PAGE EXTRACT -
============

3.5 out of 5 stars

From The Lion King (1994, 2019) to Zootropolis (2016) and beyond, wild animals that are noble, likeable, or funny, have become the norm in mainstream cinema. A few incorrigible reprobates like sharks and alligators apart, it’s rare to find an outright hostile creature nowadays. So there’s something appealing about the sheer old-fashionedness of Beast, which feels like nothing more than a British movie of half a century ago, doubtless with Michael Caine and Richard Harris in the Idris Elba and Sharlto Copley roles.

Of course, it’s not quite that. Beast is a US film; a black star like Elba would’ve been an unlikely lead for such a movie in the 1970s, though Copley is still a thinly-disguised Great White Hunter, and there’s lip service paid to an eco-theme that has Beast attempt a slightly awkward balancing act in trying to make its lion simultaneously monstrous and tragic. But at heart, this is an old-fashioned adventure of family vs. nature, red in tooth and claw, and what big digital teeth and claws they are.

American doctor Nate (Elba) is visiting South Africa with his two daughters, Meredith (Iyana Halley) and Norah (Leah Sava Jeffries). Their mother’s recently died and their host will be Martin (Copley), the man who introduced her to Nate. This provides the necessary opportunity for a few emotional moments, just enough that Beast can claim to be not entirely about a lion ripping people apart—but what’s clearly more important about Martin, in terms of story, is that he also works at a game reserve, and his visitors have barely had a chance to unpack their suitcases before he’s whisking them off to meet the local fauna.

============

SUPPLIED ENTRIES -

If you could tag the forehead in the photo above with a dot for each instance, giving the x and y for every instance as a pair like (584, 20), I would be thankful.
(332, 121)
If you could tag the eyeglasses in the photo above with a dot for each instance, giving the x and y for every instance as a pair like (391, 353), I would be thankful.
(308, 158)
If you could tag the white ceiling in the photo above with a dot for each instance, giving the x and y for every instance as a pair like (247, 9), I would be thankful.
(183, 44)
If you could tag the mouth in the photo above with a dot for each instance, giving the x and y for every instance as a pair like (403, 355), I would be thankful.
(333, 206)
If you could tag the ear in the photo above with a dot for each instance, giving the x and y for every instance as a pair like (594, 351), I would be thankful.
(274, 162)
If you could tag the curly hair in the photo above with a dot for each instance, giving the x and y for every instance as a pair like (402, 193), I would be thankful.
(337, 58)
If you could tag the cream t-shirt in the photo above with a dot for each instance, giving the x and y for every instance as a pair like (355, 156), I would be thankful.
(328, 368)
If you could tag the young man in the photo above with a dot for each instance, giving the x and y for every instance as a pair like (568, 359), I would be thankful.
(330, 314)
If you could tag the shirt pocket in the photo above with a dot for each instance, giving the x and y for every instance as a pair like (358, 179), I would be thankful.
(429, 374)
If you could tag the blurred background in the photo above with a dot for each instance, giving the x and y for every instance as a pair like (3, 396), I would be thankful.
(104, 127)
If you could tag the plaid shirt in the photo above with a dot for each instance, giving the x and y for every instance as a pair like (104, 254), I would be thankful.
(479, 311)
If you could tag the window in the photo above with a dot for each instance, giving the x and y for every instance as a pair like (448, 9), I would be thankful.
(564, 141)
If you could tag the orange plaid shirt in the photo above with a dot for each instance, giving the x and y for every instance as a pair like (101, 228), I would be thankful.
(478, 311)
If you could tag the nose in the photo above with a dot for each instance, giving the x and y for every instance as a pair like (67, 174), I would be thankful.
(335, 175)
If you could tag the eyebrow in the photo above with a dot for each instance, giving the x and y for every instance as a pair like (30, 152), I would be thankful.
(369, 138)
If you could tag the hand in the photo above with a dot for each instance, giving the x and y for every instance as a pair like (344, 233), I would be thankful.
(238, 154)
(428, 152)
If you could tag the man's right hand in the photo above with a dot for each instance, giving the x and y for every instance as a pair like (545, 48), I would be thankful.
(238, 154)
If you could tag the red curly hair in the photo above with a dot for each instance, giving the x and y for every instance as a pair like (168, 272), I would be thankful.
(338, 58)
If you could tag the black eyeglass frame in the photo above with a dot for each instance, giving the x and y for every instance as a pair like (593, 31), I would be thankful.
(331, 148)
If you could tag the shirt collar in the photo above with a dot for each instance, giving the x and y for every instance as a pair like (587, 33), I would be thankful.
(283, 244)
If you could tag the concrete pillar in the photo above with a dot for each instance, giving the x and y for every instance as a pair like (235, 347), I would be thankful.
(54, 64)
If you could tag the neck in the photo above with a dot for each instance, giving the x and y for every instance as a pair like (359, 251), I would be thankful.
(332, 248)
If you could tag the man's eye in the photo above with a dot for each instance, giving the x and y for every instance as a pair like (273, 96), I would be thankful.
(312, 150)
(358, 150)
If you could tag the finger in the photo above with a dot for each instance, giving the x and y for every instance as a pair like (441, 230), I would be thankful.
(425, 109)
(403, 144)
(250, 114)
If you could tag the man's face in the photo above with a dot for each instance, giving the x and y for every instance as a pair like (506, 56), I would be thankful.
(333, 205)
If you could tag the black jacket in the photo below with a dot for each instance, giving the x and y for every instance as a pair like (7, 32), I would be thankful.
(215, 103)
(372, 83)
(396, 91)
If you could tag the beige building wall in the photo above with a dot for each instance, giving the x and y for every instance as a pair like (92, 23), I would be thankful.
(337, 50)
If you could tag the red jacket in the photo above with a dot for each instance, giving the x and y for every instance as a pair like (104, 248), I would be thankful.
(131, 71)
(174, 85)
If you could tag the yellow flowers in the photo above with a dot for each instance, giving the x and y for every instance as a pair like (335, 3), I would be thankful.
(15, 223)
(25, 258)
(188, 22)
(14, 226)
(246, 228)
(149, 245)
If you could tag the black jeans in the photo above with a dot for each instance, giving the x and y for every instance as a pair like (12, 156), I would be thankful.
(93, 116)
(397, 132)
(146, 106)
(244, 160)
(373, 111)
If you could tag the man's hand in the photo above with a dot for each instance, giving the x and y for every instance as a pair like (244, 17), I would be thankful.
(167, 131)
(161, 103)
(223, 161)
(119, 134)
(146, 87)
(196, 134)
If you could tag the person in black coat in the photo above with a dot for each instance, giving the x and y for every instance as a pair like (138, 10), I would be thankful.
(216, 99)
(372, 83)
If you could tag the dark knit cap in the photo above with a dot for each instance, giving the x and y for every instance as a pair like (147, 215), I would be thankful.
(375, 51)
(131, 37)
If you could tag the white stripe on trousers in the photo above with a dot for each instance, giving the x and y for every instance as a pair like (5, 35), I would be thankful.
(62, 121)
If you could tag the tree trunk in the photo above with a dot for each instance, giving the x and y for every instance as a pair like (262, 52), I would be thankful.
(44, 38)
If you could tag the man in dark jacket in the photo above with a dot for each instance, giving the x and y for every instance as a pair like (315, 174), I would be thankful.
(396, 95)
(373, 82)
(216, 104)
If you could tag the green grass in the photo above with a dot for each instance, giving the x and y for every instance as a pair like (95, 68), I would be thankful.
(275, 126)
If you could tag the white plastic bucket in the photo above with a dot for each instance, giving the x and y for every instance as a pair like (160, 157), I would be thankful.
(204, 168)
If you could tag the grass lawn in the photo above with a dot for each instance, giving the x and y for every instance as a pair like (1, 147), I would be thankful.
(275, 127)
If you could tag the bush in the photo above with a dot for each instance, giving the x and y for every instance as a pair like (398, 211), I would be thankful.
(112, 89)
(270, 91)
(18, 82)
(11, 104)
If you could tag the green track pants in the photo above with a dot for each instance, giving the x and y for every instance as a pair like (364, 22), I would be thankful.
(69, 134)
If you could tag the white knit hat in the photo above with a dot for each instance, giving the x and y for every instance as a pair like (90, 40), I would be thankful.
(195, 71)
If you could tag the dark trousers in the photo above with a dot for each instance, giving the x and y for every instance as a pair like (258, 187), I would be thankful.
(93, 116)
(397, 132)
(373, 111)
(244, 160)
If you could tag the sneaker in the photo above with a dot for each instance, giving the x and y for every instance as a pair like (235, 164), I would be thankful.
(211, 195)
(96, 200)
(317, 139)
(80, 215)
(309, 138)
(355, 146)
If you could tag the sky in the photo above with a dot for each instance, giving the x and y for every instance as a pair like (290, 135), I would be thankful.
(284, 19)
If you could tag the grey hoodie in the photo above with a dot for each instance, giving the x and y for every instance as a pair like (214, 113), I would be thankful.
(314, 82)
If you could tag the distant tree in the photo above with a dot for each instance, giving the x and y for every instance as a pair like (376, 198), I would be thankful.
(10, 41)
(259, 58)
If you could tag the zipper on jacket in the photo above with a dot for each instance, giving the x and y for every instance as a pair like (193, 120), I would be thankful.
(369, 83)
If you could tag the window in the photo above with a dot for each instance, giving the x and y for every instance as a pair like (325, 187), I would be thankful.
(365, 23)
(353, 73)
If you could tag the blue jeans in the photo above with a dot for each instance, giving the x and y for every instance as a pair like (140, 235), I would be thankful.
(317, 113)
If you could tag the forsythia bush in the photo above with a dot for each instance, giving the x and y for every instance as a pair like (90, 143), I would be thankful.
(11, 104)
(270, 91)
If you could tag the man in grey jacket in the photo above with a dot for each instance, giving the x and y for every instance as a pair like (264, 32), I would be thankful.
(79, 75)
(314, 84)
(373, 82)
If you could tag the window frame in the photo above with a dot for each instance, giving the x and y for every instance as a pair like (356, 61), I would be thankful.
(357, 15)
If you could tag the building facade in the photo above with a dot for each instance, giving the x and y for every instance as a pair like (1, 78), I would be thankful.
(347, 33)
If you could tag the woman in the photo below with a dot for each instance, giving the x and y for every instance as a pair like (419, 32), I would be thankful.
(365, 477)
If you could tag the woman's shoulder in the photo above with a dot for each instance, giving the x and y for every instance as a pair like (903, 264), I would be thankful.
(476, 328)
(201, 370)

============

WHAT IS BEING ASKED -
Print the review of the film Beast in full, word for word, without changing anything.

SOLUTION FOR THIS TASK -
3.5 out of 5 stars

From The Lion King (1994, 2019) to Zootropolis (2016) and beyond, wild animals that are noble, likeable, or funny, have become the norm in mainstream cinema. A few incorrigible reprobates like sharks and alligators apart, it’s rare to find an outright hostile creature nowadays. So there’s something appealing about the sheer old-fashionedness of Beast, which feels like nothing more than a British movie of half a century ago, doubtless with Michael Caine and Richard Harris in the Idris Elba and Sharlto Copley roles.

Of course, it’s not quite that. Beast is a US film; a black star like Elba would’ve been an unlikely lead for such a movie in the 1970s, though Copley is still a thinly-disguised Great White Hunter, and there’s lip service paid to an eco-theme that has Beast attempt a slightly awkward balancing act in trying to make its lion simultaneously monstrous and tragic. But at heart, this is an old-fashioned adventure of family vs. nature, red in tooth and claw, and what big digital teeth and claws they are.

American doctor Nate (Elba) is visiting South Africa with his two daughters, Meredith (Iyana Halley) and Norah (Leah Sava Jeffries). Their mother’s recently died and their host will be Martin (Copley), the man who introduced her to Nate. This provides the necessary opportunity for a few emotional moments, just enough that Beast can claim to be not entirely about a lion ripping people apart—but what’s clearly more important about Martin, in terms of story, is that he also works at a game reserve, and his visitors have barely had a chance to unpack their suitcases before he’s whisking them off to meet the local fauna.